(Point annotation records)
───

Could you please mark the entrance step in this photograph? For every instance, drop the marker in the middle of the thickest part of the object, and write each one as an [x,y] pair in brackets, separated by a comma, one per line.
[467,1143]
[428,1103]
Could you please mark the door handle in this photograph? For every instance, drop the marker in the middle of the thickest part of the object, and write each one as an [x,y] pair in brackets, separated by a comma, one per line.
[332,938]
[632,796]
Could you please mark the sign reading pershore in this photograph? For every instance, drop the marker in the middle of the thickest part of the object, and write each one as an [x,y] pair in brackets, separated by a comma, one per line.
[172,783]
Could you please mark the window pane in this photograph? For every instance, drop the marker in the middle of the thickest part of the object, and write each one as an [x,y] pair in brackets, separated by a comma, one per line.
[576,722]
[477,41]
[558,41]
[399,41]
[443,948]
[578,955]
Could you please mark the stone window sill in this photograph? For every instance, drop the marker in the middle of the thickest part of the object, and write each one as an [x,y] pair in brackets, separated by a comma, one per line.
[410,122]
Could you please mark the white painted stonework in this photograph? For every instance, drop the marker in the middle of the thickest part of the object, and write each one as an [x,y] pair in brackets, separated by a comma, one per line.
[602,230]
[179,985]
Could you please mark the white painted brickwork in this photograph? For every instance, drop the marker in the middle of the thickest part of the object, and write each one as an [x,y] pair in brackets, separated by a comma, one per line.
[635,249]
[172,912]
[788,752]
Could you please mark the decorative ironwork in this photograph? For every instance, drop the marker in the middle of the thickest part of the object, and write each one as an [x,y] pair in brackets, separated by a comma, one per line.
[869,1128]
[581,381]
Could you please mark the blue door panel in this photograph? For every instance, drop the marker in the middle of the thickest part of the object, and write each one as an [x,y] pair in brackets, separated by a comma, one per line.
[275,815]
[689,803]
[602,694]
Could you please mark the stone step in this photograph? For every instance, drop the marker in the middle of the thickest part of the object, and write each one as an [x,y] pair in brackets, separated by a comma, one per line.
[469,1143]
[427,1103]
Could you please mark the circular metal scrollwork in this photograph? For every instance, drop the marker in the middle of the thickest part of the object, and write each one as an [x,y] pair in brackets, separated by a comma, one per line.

───

What is asked: Copy out all of the records above word for word, changing nothing.

Result:
Could you please mark the entrance step in this photograph? For every instance, drop the marker in the middle of the thickest part of the object, and write each one as an [x,y] pair in brackets, separated by a comma, one per line.
[467,1143]
[428,1103]
Could you please mark the door handle in this photograph? For every instance, drop the marker in the middle of the thickest part of the object, and write each one as an [x,y] pair in brackets, separated by a comma, one per line.
[332,938]
[632,796]
Could you please mark the sign reading pershore in this photograph? For every instance, drop the marker in the middle of the thickest part of the object, and write each one as an [x,y] pair in brackets, separated by a comma, one per line.
[172,783]
Could you please mark the window pane in this photograph? For every instance, drop the marker in the middle of the thickest part of the object, and write each one as an [x,y] pair in brackets, separated by a comma, one per line.
[576,722]
[477,41]
[558,41]
[399,41]
[443,948]
[578,955]
Could you please mark the stone window sill in this photograph? For every instance, drop the marker in the middle of the thickest part of the object, and write each one as an [x,y] pair in brackets, separated by a comma, one per line.
[410,122]
Could you please mark the white painted stonework in this photograph? For every instance, drop the marker in the middle of the thickest part of the object, and write each one as an [x,y] pair in brackets, separated by a comma, one per line.
[602,230]
[179,985]
Could you please mark the white painted brickwork in this photograph? For every instance, drop the marker in the middle of the thickest part of the object, and write each one as an [x,y] pair in brackets, separated by a comma, one per line.
[635,249]
[172,912]
[788,752]
Could you please mark the decorative ironwork in this photograph? For every instance, drop the marker in the middle of the thickest part of the object, and write each one as an [x,y] pair in brackets, separated by a comma, one per line.
[869,1128]
[581,381]
Could you please mark the blue door panel in this photograph? For every instance, drop the marker in the middle of the thickest part of the object, and write each one as an [x,y] pair in brackets, separated by a comma, one per line.
[275,815]
[689,803]
[602,694]
Could you please mark the stone step in this photograph? For every instance, drop the marker in the middle of the thickest part of the object, and write each one as an [x,y] pair in brackets, separated by a comma, one per line.
[469,1143]
[427,1103]
Could you please mark the circular metal scrollwork in this photograph? For every instance, drop the marker in the middle of the thickest part of the object, and write each one as an [x,y] pair in brackets, separated by a comma, one per line.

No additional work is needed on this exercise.